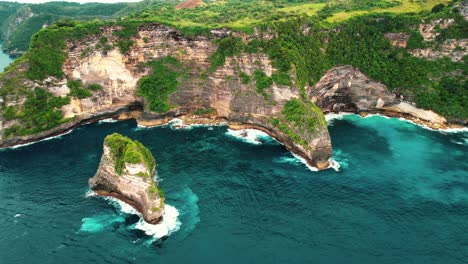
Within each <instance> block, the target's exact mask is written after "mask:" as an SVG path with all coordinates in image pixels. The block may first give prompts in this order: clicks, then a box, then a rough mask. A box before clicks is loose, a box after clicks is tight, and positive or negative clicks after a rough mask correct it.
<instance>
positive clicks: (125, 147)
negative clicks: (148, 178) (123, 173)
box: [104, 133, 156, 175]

····················

== Assigned task ==
For this exercise, transcribe the entries above exactly, without any pictures.

== Solved problem ==
Within each <instance> block, the target's exact mask is written after "mask:" as an SVG path with all coordinates in image pixels. The block may first give prompts in this order: clicks, then a box, then a rough mask. A box before clicks is loose, a box after clicks is tight, and positive or negative clicks after a rough mask correct it.
<instance>
positive clicks: (125, 147)
negative clicks: (148, 178) (123, 173)
box: [104, 133, 156, 175]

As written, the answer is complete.